EXERCISE DIRECTIONS: Every line that contains the word "arched" should be copied from the records below.

SUPPLIED INFORMATION:
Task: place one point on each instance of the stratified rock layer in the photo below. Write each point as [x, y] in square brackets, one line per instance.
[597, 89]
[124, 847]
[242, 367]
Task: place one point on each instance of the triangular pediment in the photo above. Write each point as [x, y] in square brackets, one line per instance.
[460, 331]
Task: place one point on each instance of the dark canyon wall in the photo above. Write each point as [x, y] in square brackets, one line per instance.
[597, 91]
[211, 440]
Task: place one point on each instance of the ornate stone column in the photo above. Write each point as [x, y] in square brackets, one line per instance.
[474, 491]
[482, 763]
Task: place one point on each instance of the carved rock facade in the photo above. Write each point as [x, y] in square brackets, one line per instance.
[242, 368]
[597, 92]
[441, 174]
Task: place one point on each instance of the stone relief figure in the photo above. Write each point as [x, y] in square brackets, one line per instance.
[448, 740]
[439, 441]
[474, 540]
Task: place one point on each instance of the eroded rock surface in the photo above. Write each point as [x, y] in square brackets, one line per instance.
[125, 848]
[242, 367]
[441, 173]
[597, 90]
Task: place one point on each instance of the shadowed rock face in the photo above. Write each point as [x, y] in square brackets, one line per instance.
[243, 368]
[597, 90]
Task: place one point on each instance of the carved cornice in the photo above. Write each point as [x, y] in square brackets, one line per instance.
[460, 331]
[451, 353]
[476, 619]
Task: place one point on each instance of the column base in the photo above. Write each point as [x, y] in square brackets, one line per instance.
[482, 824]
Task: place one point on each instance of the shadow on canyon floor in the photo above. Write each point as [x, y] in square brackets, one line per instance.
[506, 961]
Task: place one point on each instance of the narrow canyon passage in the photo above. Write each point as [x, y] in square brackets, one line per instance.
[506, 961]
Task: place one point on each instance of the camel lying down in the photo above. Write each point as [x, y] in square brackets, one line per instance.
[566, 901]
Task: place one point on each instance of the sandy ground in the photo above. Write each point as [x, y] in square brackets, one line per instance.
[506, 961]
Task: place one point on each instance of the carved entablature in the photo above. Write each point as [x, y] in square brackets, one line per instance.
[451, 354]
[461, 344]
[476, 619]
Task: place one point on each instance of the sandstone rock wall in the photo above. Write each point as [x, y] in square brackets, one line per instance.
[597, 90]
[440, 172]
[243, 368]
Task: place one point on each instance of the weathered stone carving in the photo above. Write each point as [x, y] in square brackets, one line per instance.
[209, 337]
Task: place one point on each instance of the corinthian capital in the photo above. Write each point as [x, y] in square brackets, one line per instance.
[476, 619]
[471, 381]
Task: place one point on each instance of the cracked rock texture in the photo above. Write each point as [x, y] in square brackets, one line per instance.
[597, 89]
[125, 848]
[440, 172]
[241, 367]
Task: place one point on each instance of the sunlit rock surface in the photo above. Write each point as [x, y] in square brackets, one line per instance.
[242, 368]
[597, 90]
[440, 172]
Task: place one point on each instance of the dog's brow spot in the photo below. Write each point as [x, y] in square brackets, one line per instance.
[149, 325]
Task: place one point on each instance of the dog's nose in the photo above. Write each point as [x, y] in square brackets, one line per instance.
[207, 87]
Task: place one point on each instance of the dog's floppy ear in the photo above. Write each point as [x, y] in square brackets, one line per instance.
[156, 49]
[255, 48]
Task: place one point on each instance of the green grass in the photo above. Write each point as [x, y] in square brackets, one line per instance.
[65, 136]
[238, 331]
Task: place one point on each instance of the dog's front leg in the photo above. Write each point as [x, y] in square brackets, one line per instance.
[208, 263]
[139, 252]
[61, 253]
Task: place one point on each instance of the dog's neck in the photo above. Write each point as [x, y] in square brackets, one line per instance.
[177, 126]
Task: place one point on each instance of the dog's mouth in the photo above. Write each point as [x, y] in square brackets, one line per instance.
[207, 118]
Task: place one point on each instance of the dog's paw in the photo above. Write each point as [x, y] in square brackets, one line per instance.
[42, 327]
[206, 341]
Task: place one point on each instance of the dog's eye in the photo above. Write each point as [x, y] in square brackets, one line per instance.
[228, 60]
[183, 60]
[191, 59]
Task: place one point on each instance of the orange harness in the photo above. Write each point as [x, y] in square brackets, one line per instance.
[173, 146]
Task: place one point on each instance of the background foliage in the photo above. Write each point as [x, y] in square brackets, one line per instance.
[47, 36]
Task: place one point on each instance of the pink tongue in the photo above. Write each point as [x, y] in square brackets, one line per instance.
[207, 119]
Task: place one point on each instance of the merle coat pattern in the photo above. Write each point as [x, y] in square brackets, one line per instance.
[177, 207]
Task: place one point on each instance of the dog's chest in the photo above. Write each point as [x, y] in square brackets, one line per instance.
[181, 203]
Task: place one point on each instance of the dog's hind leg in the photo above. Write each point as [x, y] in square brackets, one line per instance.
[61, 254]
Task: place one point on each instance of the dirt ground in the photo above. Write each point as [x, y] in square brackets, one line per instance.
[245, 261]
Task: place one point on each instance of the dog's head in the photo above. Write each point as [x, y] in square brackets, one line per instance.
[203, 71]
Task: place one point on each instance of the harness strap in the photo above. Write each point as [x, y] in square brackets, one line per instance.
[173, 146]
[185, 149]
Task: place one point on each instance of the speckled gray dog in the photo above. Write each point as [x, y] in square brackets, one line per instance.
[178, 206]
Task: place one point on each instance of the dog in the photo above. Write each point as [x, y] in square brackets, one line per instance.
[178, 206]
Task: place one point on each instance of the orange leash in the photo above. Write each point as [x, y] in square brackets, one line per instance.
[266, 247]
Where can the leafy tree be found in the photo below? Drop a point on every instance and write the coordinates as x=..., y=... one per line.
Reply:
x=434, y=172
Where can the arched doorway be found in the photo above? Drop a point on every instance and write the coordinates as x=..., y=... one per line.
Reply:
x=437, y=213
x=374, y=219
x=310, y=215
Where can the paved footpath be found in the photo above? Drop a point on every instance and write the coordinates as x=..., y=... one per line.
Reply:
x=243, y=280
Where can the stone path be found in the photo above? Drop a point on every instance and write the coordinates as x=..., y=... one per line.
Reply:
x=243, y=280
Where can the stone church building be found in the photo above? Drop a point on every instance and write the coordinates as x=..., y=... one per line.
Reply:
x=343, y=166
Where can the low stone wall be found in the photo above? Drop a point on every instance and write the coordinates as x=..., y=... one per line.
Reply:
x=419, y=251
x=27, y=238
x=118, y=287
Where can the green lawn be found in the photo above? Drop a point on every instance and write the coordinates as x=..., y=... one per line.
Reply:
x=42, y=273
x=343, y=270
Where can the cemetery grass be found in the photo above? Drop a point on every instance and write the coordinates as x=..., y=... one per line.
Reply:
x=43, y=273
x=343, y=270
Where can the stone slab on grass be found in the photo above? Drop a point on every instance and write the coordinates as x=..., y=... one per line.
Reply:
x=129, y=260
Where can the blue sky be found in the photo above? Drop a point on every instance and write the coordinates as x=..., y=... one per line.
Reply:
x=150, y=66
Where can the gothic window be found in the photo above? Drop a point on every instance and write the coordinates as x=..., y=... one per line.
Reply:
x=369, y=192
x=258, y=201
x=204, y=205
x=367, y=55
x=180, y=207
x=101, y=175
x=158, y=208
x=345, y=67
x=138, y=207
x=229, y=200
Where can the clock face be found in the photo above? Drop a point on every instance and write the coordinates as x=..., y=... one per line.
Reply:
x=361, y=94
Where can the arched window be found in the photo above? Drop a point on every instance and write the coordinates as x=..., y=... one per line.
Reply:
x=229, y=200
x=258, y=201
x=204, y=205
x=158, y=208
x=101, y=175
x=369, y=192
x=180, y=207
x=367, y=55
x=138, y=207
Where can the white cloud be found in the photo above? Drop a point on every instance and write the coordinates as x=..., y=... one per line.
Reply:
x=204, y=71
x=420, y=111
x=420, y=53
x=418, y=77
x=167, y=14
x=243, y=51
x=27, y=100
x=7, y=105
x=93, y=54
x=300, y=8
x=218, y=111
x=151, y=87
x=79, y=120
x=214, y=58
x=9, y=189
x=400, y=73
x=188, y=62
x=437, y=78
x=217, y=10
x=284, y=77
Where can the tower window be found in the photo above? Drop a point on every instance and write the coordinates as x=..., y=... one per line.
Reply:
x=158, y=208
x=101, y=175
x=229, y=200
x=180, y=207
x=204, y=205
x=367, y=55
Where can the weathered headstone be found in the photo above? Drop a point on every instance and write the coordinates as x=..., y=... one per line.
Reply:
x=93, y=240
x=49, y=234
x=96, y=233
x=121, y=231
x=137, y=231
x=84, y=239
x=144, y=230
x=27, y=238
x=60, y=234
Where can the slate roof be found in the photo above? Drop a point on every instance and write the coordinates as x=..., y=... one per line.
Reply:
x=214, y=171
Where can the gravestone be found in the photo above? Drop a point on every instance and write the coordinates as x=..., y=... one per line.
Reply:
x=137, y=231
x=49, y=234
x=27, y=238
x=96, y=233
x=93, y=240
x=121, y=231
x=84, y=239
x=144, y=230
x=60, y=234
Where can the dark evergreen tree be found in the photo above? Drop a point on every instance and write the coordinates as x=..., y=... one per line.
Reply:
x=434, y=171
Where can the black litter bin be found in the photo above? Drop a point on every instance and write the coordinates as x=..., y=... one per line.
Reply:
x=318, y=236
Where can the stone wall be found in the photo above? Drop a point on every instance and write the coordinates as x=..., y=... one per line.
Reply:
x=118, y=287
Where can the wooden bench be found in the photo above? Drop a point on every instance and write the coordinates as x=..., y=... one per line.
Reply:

RESPONSE TO THIS TASK:
Where can the arched doorway be found in the photo above? Drop a point on every instance and write the coordinates as x=..., y=... one per line.
Where can the arched window be found in the photo above? Drop a point on every instance and write the coordinates as x=..., y=... one per line.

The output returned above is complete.